[TASK INSTRUCTIONS] Copy the records below, replacing each occurrence of "one point per instance" with "one point per visible instance" and keeping every other character unchanged.
---
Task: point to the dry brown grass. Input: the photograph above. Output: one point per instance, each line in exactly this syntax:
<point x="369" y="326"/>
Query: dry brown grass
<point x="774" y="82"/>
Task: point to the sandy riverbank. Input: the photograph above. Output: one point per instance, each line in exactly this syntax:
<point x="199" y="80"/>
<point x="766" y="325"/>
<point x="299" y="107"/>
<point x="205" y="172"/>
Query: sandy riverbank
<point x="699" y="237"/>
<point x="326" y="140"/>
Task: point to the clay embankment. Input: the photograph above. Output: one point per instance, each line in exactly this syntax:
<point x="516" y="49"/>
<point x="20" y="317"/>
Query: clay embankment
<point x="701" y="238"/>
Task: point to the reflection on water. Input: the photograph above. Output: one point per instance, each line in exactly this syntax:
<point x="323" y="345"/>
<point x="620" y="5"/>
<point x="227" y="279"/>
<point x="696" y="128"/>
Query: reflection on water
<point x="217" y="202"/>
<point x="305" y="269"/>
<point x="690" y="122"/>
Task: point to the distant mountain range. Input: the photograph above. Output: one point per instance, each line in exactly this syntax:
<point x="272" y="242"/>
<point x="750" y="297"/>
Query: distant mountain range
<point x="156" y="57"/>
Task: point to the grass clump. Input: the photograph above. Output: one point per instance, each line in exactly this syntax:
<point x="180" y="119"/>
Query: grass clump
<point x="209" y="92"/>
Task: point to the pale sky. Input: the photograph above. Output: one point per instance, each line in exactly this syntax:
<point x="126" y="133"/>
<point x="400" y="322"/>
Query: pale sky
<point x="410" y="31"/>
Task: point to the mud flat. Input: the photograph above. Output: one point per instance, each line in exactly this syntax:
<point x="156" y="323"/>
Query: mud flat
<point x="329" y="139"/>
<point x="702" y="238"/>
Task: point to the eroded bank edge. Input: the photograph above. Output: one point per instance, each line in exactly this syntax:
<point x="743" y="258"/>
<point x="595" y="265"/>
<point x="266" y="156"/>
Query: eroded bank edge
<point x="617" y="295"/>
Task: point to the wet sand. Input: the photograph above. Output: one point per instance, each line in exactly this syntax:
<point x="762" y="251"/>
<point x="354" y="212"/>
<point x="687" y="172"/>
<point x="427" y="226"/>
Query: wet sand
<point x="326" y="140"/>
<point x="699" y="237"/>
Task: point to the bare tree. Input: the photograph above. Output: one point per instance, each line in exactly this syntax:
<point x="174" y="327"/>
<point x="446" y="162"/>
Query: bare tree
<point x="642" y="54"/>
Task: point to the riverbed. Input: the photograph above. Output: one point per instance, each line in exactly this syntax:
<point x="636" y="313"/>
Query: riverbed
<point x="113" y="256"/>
---
[EXERCISE RESULT]
Task: point to the dry brown grass. Input: the photograph above. Output: one point per visible instance, each line in exactly this syntax:
<point x="369" y="326"/>
Query: dry brown grass
<point x="774" y="82"/>
Task: point to the sandy riverbank. Input: the photograph above. Output: one point per visible instance, each line in exactly this syntax:
<point x="199" y="80"/>
<point x="766" y="325"/>
<point x="299" y="107"/>
<point x="205" y="172"/>
Query: sandy riverbank
<point x="699" y="237"/>
<point x="326" y="140"/>
Task: point to the clay embankment. Input: the photograph above. Output: one point per visible instance, each line in exactly this syntax:
<point x="516" y="49"/>
<point x="20" y="317"/>
Query: clay embankment
<point x="701" y="238"/>
Task: point to the reflection on water. Input: the photograph above. Output: one point per visible instance, each line in exactly this syntax:
<point x="323" y="345"/>
<point x="620" y="5"/>
<point x="227" y="279"/>
<point x="696" y="128"/>
Query: reflection on water
<point x="217" y="202"/>
<point x="305" y="269"/>
<point x="690" y="122"/>
Task: point to the distant mountain range. Input: the photograph above. Output: one point per visible instance, each line in exactly this syntax:
<point x="272" y="242"/>
<point x="750" y="297"/>
Query: distant mountain range
<point x="156" y="57"/>
Task: point to the grass clump. Input: the photograph above. Output: one point per visible instance, each line in exactly this syntax:
<point x="180" y="119"/>
Query: grass clump
<point x="209" y="92"/>
Task: point to the pale sky. Input: the photograph above. Output: one point per visible instance, each line in exactly this syntax:
<point x="126" y="133"/>
<point x="400" y="322"/>
Query: pale sky
<point x="410" y="31"/>
Task: point to the mud flat. Input: the photograph above. Output: one point per visible instance, each line in exactly this syntax:
<point x="156" y="323"/>
Query: mud flat
<point x="329" y="139"/>
<point x="702" y="238"/>
Task: point to the eroded bank edge. Input: the photograph above. Output: one point per visible instance, each line in exactly this syntax:
<point x="743" y="258"/>
<point x="595" y="265"/>
<point x="266" y="156"/>
Query: eroded bank edge
<point x="617" y="295"/>
Task: point to the wet sand. Input: the photograph above. Output: one point per visible instance, each line in exactly this syntax:
<point x="762" y="251"/>
<point x="354" y="212"/>
<point x="687" y="172"/>
<point x="427" y="226"/>
Query: wet sand
<point x="326" y="140"/>
<point x="699" y="237"/>
Task: point to the bare tree. Input: the photograph above. Output: one point per visible instance, each line in exactly this syntax:
<point x="174" y="327"/>
<point x="446" y="162"/>
Query: bare tree
<point x="642" y="54"/>
Task: point to the riverbed. Input: the photograph above. Output: one point per visible instance, each line in exactly this syntax:
<point x="636" y="313"/>
Query: riverbed
<point x="113" y="256"/>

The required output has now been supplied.